> SOURCE TEXT
=== Section Start ===

New London murder trial delayed again
New London - The murder trial of Christopher Q. Petteway, who is charged in the 2018 stabbing death of 63-year-old Robert Parise in New London, is on hold again.
New London Superior Court Judge Shari Murphy reluctantly agreed to discharge Petteway’s two public defenders, Kevin Barrs and Michael Miller, at Petteway’s request and because of a conflict between Barrs and a witness in the case.
Petteway, who has written multiple letters to the judges in the New London courthouse, had filed an unspecified grievance against Miller. Without Miller, Barrs said he would not be able to cross examine one of the state’s witnesses because of a conflict with that witness.
Murphy warned Petteway that although he has a right to be represented by a public defender, he does not necessarily have a right to handpick who represents him.
“We have had multiple delays,” Murphy said. “This request is going to result in an additional delay.”
Murphy ultimately granted the request without an objection from Assistant State’s Attorney Stephen Carney. Carney said he had discussed the matter with Parise’s family and they were “discouraged” by the delay “but intend to soldier on.”
Carney has previously offered Petteway 35 years in prison in exchange for a guilty plea in the case that would have avoided a trial. Petteway declined the offer and now faces up to 70 years if convicted at trial of the charges of murder and violating terms of a standing protective order.

=== Section End ===

> WHAT THIS EXERCISE ASKS
1 > In the murder trial article, shorten the paragraph beginning "Carney has previously offered Petteway" into a bulleted list that keeps its main facts.
2 > Continue the news story about the delayed New London murder trial from its last sentence.

> STORED DATA
=== Section Start ===

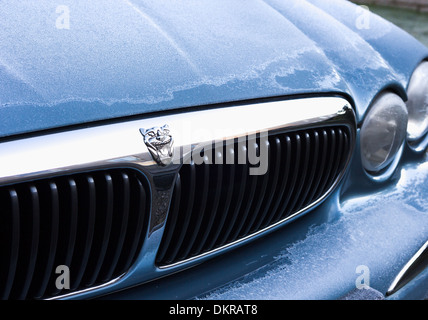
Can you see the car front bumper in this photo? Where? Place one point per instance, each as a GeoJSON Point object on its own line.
{"type": "Point", "coordinates": [356, 240]}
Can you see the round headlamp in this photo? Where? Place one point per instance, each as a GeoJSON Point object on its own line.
{"type": "Point", "coordinates": [417, 103]}
{"type": "Point", "coordinates": [383, 132]}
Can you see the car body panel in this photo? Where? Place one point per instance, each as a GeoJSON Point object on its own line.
{"type": "Point", "coordinates": [139, 60]}
{"type": "Point", "coordinates": [180, 56]}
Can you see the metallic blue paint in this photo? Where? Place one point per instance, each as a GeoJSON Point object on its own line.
{"type": "Point", "coordinates": [123, 58]}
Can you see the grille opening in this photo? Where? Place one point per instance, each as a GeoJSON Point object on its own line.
{"type": "Point", "coordinates": [94, 223]}
{"type": "Point", "coordinates": [215, 205]}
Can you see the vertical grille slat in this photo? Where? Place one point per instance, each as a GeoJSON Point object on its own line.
{"type": "Point", "coordinates": [120, 219]}
{"type": "Point", "coordinates": [172, 221]}
{"type": "Point", "coordinates": [240, 188]}
{"type": "Point", "coordinates": [199, 211]}
{"type": "Point", "coordinates": [225, 202]}
{"type": "Point", "coordinates": [105, 214]}
{"type": "Point", "coordinates": [69, 220]}
{"type": "Point", "coordinates": [303, 167]}
{"type": "Point", "coordinates": [141, 205]}
{"type": "Point", "coordinates": [33, 218]}
{"type": "Point", "coordinates": [213, 209]}
{"type": "Point", "coordinates": [261, 194]}
{"type": "Point", "coordinates": [284, 177]}
{"type": "Point", "coordinates": [49, 196]}
{"type": "Point", "coordinates": [296, 153]}
{"type": "Point", "coordinates": [12, 250]}
{"type": "Point", "coordinates": [86, 224]}
{"type": "Point", "coordinates": [180, 232]}
{"type": "Point", "coordinates": [274, 161]}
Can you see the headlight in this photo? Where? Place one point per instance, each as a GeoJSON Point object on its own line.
{"type": "Point", "coordinates": [383, 132]}
{"type": "Point", "coordinates": [417, 104]}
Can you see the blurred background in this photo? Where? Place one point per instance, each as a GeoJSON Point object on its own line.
{"type": "Point", "coordinates": [411, 15]}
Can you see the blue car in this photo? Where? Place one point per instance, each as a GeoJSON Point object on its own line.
{"type": "Point", "coordinates": [211, 150]}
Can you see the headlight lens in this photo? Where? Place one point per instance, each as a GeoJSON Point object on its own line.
{"type": "Point", "coordinates": [383, 132]}
{"type": "Point", "coordinates": [417, 105]}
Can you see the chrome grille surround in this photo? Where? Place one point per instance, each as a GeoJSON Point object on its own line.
{"type": "Point", "coordinates": [120, 145]}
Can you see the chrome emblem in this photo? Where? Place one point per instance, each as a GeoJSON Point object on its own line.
{"type": "Point", "coordinates": [159, 142]}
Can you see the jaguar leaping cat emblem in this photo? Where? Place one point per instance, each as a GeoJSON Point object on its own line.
{"type": "Point", "coordinates": [159, 142]}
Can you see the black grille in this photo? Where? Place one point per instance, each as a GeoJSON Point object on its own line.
{"type": "Point", "coordinates": [214, 205]}
{"type": "Point", "coordinates": [93, 223]}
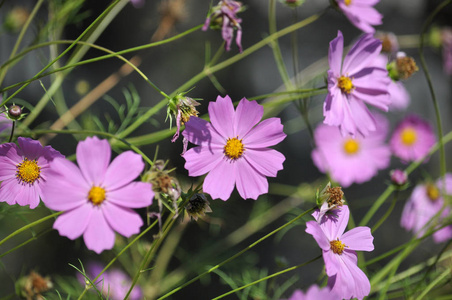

=== Section End ===

> RESPONSES TO THE EXERCISE
1 >
- Carney earlier offered Petteway 35 years in prison if he pleaded guilty, which would have avoided a trial.
- Petteway turned the offer down.
- If convicted at trial of murder and violating a standing protective order, he now faces up to 70 years.

2 >
Jury selection for the trial - 12 jurors and four alternates - was completed in June. But the case was halted last month when Petteway’s attorneys requested a second competency evaluation to determine if Petteway was able to understand the legal proceedings and assist in his own defense.
The state has been losing jurors because of the time delay.
The results of the competency evaluation were to be the subject of a hearing on Monday but Petteway refused to come to court from prison. On Tuesday, Petteway explained the state did not provide special transportation he needed to avoid muscle spasms in his back.
He was again found competent to stand trial. Petteway was similarly evaluated by clinicians from the state Department of Mental Health and Addiction Service’s Office of Forensic Evaluation in 2018.
In addition to complaints about his transportation to court, Petteway has also made unsubstantiated claims of “perjury, slander and negative publicity,” in a letter to New London Superior Court Judge Hillary Strackbein.
In a June 29 letter to Judge Murphy, Petteway apologized for “dozing off in court,” and argues his unidentified concern had not been adequately addressed.
Barrs said a new public defender would be found quickly but the new attorney would have to be brought up to speed in the case. The timeline for a trial is now unclear.
It was another blow to family members of Parise, who appeared disgusted by another delay and also the fact that Petteway turned to them and addressed them in courtroom on Tuesday.
“I’m really, really extremely sorry about this. It wasn’t intentional. I’m really sorry your brother’s gone,” Petteway said to family seated in the courtroom.
“You need to turn away from me,” one man in court replied.
Petteway allegedly stabbed his former intimate partner, Parise, multiple times in the kitchen of Parise’s Brainard Street home in New London on Oct. 18, 2018. Police said Parise was able to identify Petteway as his attacker before he died. At the time, Parise was a client of Safe Futures, which provides services for domestic violence victims. Police said Petteway had used his own key to enter the home.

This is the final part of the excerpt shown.